Which lines in the records below contain the string "shoulder", with case counting? Copy out each of those lines.
☆ ☆ ☆ ☆ ☆ ☆ ☆
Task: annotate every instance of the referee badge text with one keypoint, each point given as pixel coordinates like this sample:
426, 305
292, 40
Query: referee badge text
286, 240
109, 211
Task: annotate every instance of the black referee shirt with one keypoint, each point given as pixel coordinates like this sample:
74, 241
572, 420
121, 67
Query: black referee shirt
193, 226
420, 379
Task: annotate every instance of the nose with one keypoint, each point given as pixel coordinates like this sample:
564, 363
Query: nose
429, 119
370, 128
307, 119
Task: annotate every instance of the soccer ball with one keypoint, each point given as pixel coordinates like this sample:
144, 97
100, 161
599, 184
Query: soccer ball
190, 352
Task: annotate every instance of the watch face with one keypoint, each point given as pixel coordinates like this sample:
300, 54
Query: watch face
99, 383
☆ ☆ ☆ ☆ ☆ ☆ ☆
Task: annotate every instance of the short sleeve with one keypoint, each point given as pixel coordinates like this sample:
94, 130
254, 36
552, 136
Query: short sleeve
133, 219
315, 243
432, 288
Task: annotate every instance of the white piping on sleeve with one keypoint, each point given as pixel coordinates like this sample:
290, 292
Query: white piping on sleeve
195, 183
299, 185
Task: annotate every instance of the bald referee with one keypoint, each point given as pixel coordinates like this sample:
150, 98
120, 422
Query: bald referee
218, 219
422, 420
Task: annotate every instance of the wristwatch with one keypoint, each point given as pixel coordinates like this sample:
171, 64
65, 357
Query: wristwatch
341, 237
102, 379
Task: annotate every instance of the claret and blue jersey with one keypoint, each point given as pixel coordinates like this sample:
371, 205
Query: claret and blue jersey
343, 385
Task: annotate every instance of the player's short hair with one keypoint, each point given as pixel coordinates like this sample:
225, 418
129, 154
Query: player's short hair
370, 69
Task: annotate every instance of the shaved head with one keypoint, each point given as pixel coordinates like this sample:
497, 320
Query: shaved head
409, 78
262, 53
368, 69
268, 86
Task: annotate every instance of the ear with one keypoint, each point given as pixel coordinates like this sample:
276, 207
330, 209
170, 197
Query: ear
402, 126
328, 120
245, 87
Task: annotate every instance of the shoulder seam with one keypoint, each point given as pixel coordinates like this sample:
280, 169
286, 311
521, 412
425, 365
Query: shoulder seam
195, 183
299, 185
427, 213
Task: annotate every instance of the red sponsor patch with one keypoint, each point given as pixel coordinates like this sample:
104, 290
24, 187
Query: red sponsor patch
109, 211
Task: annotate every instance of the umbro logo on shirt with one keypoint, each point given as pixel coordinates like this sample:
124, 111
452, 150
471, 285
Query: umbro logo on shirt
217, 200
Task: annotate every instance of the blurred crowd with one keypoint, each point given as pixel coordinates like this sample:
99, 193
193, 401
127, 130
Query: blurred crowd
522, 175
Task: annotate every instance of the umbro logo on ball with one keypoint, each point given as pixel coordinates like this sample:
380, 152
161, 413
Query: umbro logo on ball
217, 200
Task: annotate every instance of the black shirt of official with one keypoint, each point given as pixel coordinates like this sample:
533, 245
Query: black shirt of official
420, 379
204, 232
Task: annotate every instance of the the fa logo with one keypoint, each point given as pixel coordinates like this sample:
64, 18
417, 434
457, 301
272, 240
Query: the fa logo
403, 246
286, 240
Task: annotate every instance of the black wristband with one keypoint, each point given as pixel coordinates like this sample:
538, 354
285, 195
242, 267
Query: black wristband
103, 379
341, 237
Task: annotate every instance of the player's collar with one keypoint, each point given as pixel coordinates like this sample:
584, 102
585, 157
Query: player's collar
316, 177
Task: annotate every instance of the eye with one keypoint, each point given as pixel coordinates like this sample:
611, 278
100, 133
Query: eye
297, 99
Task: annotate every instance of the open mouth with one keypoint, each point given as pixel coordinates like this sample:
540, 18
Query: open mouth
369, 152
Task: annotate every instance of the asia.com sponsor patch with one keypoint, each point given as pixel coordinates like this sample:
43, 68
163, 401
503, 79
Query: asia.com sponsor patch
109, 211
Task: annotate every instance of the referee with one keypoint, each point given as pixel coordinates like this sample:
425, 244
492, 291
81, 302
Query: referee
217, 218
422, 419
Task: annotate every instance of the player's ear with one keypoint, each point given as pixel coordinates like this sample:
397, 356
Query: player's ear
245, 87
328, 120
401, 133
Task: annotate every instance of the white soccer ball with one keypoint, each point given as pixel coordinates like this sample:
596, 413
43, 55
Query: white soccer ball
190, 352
☆ ☆ ☆ ☆ ☆ ☆ ☆
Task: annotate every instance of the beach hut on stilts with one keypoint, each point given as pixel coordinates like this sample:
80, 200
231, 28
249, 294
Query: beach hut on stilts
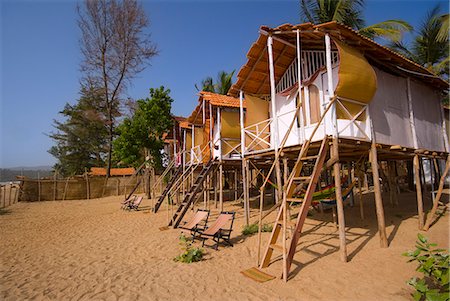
☆ ☆ ☆ ☆ ☆ ☆ ☆
Correct result -
Task: annotate every instance of the shoulder seam with one keypoint, each point given as pixel coordinates like this sample:
Query: shoulder seam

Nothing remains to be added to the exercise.